The problem is not a lack of resources, capital or money – the world is awash in capital, and the super-rich are swimming in money. The problem is the distribution of wealth, and the allocation and access to capital and resources, and even more critically, most critically of all, it is a problem of the distribution of power – the few rule the world while the people are systematically disempowered, and democracy is gutted. We either restore democracy and return power to the people (for the first time), or we forget about any hope for a better future, or any future at all. I don’t know how much more clear this can be.
This is not a question of capitalism or socialism, by the way, and these terms are so pervasively misunderstood that it is probably best to avoid them for the moment. The central question is not left or right, but the vertical distribution of power. (See the Nolan Chart for a more intelligent picture of political dynamics and realities than the traditional, overly simplistic, one-dimensional left-right spectrum.) The question is whether power is held either in a top-down controlled pyramid structure, or whether power is held closer to the grassroots, in the hands of the people.
Again, the central question that we face as human beings today is not a question of left versus right: it is a question of democracy versus oligarchy, plutocracy, or rule by the super-rich. (It is the vertical axis of the Nolan chart which is critical, the axis of power distribution, and not the horizontal axis which deals primarily with wealth distribution – which is important, but has always been derivative of the former, and in essence, is secondary to freedom and basic dignity: the rest can be debated later, once we have secured freedom and democracy and basic, fundamental human rights.)
We don’t have capitalism in any case – we have corporatism, as defined, very accurately, by Mussolini. Remember what Rockefeller himself said: “Competition is a sin.” The elites are first and foremost monopoly men – they want as much control and as little competition or hindrances to their power and their actions and their profits as possible. What they want is rule by cartel – which in political terms is called oligarchy or plutocracy, or corporatism, as defined by Mussolini, which he said is the proper name for fascism: and it is the antithesis of democracy or freedom.
The elite business class or oligarchs who rule the planet don’t want free markets any more than they want democracy – they want control: they want an empire, a global empire, that is ruled by and for themselves. This must be clearly understood. This is not free market capitalism – as utterly dysfunctional, anti-democratic, anti-ecological, anti-human and even economically unstable and self-destructive as that has been proven to be, anywhere it has been attempted, as witnessed for example by the Chile experiment under Pinochet, which devastated both the economy and also the people; or in post-Soviet Russia, where free market capitalism was introduced, and the predictable result ensued, with a few individuals becoming billionaires, the emergence of gangster capitalism and pseudo-democracy, and the plummeting of living standards among the people by 40%, virtually overnight. The ruling corporate elite want massive government subsidies for themselves, which of course must come from taxing the people, so that the super-rich can effectively rob the people more systematically and more severely by the aid of the state. What they are far more concerned with, however, even above money and the continued hyper-accumulation and hyper-concentration of wealth in their hands, is power: they want to be all-powerful, so that they can do anything they want, and no one will be able to stop them.

--------------------------------

• _WHAT THE TASK ASKS_: According to the essay about the distribution of power, by how much did living standards fall in post-Soviet Russia after free market capitalism was introduced? Draw only on the essay about the distribution of power and bring in nothing from other sources.

[Stored items]
--------------------------------

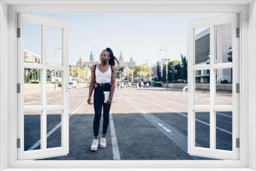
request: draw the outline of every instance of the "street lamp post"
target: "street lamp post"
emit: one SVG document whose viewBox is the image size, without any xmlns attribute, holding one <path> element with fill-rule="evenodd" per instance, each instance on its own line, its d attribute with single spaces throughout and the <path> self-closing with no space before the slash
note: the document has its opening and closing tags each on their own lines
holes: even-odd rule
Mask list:
<svg viewBox="0 0 256 171">
<path fill-rule="evenodd" d="M 183 79 L 183 67 L 184 67 L 183 63 L 182 63 L 182 64 L 181 65 L 181 66 L 180 66 L 180 67 L 181 68 L 181 82 L 183 82 L 182 79 Z"/>
<path fill-rule="evenodd" d="M 71 80 L 73 80 L 73 62 L 76 61 L 76 60 L 72 60 L 71 61 Z"/>
<path fill-rule="evenodd" d="M 174 69 L 175 68 L 174 67 L 174 65 L 173 64 L 173 68 L 172 68 L 172 69 L 173 70 L 173 80 L 174 80 Z"/>
<path fill-rule="evenodd" d="M 57 50 L 61 50 L 61 48 L 57 48 L 56 47 L 55 47 L 55 55 L 54 55 L 54 58 L 55 58 L 55 65 L 56 65 L 56 52 L 57 52 Z M 54 89 L 56 90 L 56 70 L 54 70 L 55 71 L 55 83 L 54 84 Z"/>
<path fill-rule="evenodd" d="M 165 56 L 166 57 L 166 89 L 167 89 L 168 87 L 168 84 L 167 84 L 167 73 L 168 73 L 168 60 L 167 59 L 167 48 L 165 48 L 165 49 L 159 49 L 159 51 L 165 51 Z"/>
<path fill-rule="evenodd" d="M 143 60 L 142 61 L 146 61 L 146 71 L 147 72 L 147 77 L 148 78 L 148 80 L 150 80 L 150 76 L 148 75 L 148 70 L 147 70 L 147 67 L 148 67 L 148 64 L 147 63 L 148 62 L 148 60 L 147 60 L 147 60 Z"/>
<path fill-rule="evenodd" d="M 228 50 L 229 50 L 229 52 L 228 52 L 228 53 L 227 54 L 228 55 L 230 55 L 229 56 L 228 56 L 228 58 L 227 58 L 227 59 L 228 60 L 228 61 L 230 61 L 230 62 L 233 62 L 233 59 L 232 58 L 232 54 L 233 53 L 232 51 L 232 48 L 231 47 L 231 46 L 230 47 L 229 49 L 228 49 Z M 232 72 L 233 72 L 233 68 L 231 68 L 231 83 L 232 83 L 232 82 L 233 82 L 233 80 L 232 80 L 232 77 L 233 77 L 233 76 L 232 76 Z"/>
</svg>

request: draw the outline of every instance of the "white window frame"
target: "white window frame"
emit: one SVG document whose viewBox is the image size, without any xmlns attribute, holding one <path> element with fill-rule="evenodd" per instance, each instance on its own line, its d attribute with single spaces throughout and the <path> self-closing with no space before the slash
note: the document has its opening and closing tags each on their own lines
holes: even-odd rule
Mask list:
<svg viewBox="0 0 256 171">
<path fill-rule="evenodd" d="M 231 23 L 231 31 L 232 47 L 233 48 L 233 61 L 229 63 L 217 63 L 216 59 L 215 26 Z M 236 37 L 236 29 L 239 28 L 238 13 L 225 14 L 216 16 L 202 18 L 189 22 L 188 27 L 188 55 L 187 81 L 190 85 L 188 92 L 188 150 L 191 155 L 205 156 L 216 159 L 239 159 L 239 148 L 236 147 L 236 138 L 239 138 L 239 93 L 236 91 L 236 84 L 239 83 L 239 39 Z M 195 56 L 195 29 L 209 27 L 210 29 L 210 63 L 196 65 Z M 231 105 L 219 105 L 215 103 L 216 100 L 216 70 L 233 68 L 232 72 L 232 95 Z M 208 70 L 210 72 L 210 93 L 209 105 L 197 105 L 195 103 L 195 75 L 196 71 Z M 209 112 L 209 147 L 208 148 L 196 146 L 196 111 L 205 110 Z M 216 148 L 216 116 L 217 111 L 232 112 L 232 150 L 221 150 Z"/>
<path fill-rule="evenodd" d="M 19 3 L 22 1 L 20 1 Z M 76 1 L 74 1 L 76 2 Z M 248 2 L 243 3 L 239 1 L 241 4 L 232 5 L 230 4 L 236 1 L 222 1 L 222 4 L 217 5 L 200 5 L 198 1 L 189 1 L 190 5 L 171 5 L 171 4 L 159 4 L 160 3 L 155 2 L 158 4 L 150 4 L 152 3 L 149 1 L 148 4 L 141 5 L 136 2 L 133 2 L 132 4 L 122 5 L 75 5 L 70 6 L 68 5 L 61 5 L 52 6 L 52 5 L 8 5 L 8 79 L 6 77 L 3 77 L 4 81 L 8 81 L 8 118 L 1 113 L 1 127 L 0 130 L 0 136 L 1 136 L 1 142 L 0 143 L 0 150 L 1 155 L 0 156 L 0 163 L 4 163 L 6 161 L 4 159 L 8 156 L 8 164 L 4 164 L 1 166 L 1 169 L 9 168 L 8 170 L 11 170 L 11 168 L 33 168 L 33 170 L 36 170 L 39 168 L 48 168 L 49 170 L 52 168 L 70 168 L 71 166 L 74 168 L 155 168 L 154 170 L 162 170 L 163 168 L 184 168 L 186 170 L 198 170 L 199 168 L 202 170 L 210 170 L 210 168 L 215 168 L 215 170 L 222 170 L 228 168 L 239 168 L 239 170 L 251 170 L 250 168 L 253 170 L 256 169 L 255 158 L 256 158 L 256 147 L 255 145 L 256 136 L 255 134 L 256 118 L 255 113 L 256 107 L 256 90 L 255 84 L 256 78 L 255 75 L 256 70 L 254 66 L 256 64 L 254 57 L 256 52 L 254 47 L 256 46 L 256 6 L 254 1 L 249 1 L 251 4 L 248 5 Z M 225 3 L 226 4 L 225 5 Z M 8 3 L 6 1 L 6 3 Z M 15 3 L 15 2 L 14 2 Z M 16 2 L 17 3 L 17 2 Z M 50 3 L 50 2 L 46 1 L 45 3 Z M 220 2 L 219 1 L 220 3 Z M 1 2 L 0 12 L 7 14 L 5 9 L 2 11 L 2 6 L 6 8 L 6 5 L 4 3 Z M 194 3 L 194 5 L 191 5 Z M 202 2 L 203 3 L 203 2 Z M 206 3 L 204 1 L 203 3 Z M 243 3 L 247 3 L 245 5 Z M 244 4 L 244 5 L 243 5 Z M 248 11 L 249 12 L 249 15 Z M 16 14 L 18 12 L 31 12 L 31 13 L 224 13 L 224 12 L 238 12 L 240 16 L 240 28 L 241 30 L 240 35 L 242 38 L 240 40 L 240 68 L 241 71 L 240 73 L 240 77 L 241 78 L 240 84 L 240 120 L 241 121 L 240 125 L 240 160 L 223 160 L 223 161 L 192 161 L 192 160 L 154 160 L 154 161 L 17 161 L 17 149 L 16 148 L 16 120 L 17 120 L 17 109 L 16 99 L 17 95 L 15 93 L 16 81 L 17 76 L 15 73 L 17 68 L 16 62 L 16 41 L 15 36 L 15 28 L 16 25 Z M 5 16 L 2 15 L 0 18 L 0 22 L 2 25 L 2 22 L 6 23 L 3 19 Z M 4 25 L 4 26 L 5 26 Z M 3 26 L 3 25 L 2 25 Z M 4 27 L 2 26 L 2 27 Z M 6 31 L 4 29 L 0 28 L 0 35 L 2 36 Z M 248 36 L 250 33 L 251 36 Z M 1 40 L 1 42 L 3 42 Z M 3 44 L 0 44 L 1 48 L 1 53 L 4 52 L 3 48 L 4 47 Z M 3 55 L 0 54 L 0 60 L 1 63 L 5 61 Z M 250 60 L 250 62 L 248 61 Z M 1 64 L 2 65 L 2 64 Z M 250 70 L 248 68 L 250 68 Z M 5 68 L 3 68 L 5 69 Z M 3 73 L 3 68 L 0 68 L 1 76 L 5 74 Z M 250 72 L 249 72 L 250 71 Z M 248 78 L 250 78 L 250 79 Z M 1 78 L 2 79 L 2 78 Z M 3 81 L 2 79 L 0 81 Z M 249 84 L 250 83 L 250 84 Z M 0 85 L 1 85 L 0 82 Z M 0 93 L 4 91 L 3 88 L 5 87 L 0 86 Z M 250 93 L 248 93 L 248 89 L 251 89 Z M 249 100 L 250 99 L 250 100 Z M 0 102 L 0 106 L 2 107 L 5 103 L 2 100 Z M 248 105 L 249 104 L 249 105 Z M 243 116 L 243 117 L 242 117 Z M 8 122 L 8 125 L 5 122 Z M 3 126 L 3 127 L 2 127 Z M 7 130 L 7 131 L 6 131 Z M 13 133 L 15 133 L 14 134 Z M 8 144 L 7 150 L 5 149 L 5 144 Z M 250 150 L 249 150 L 250 148 Z M 99 162 L 101 164 L 95 164 L 95 162 Z M 223 169 L 224 168 L 224 169 Z M 70 169 L 70 170 L 72 170 Z M 88 169 L 89 170 L 89 169 Z M 17 169 L 15 169 L 17 170 Z M 212 170 L 212 169 L 211 169 Z"/>
<path fill-rule="evenodd" d="M 42 57 L 40 63 L 24 63 L 24 23 L 37 25 L 41 27 Z M 69 23 L 65 20 L 53 19 L 31 14 L 17 14 L 17 27 L 20 29 L 20 37 L 17 38 L 17 83 L 20 84 L 20 93 L 17 94 L 17 138 L 20 140 L 20 148 L 17 148 L 19 160 L 37 159 L 67 155 L 69 152 Z M 61 65 L 56 66 L 47 64 L 47 30 L 48 27 L 58 28 L 60 31 L 61 39 Z M 24 68 L 39 69 L 41 71 L 41 104 L 37 106 L 24 105 Z M 47 71 L 53 70 L 61 71 L 62 101 L 60 105 L 47 104 Z M 58 110 L 61 118 L 61 146 L 48 148 L 47 146 L 47 111 Z M 40 149 L 24 151 L 24 112 L 25 111 L 38 111 L 40 115 Z"/>
</svg>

--------------------------------

• _RESPONSE TO THIS TASK_: They fell by 40%, virtually overnight.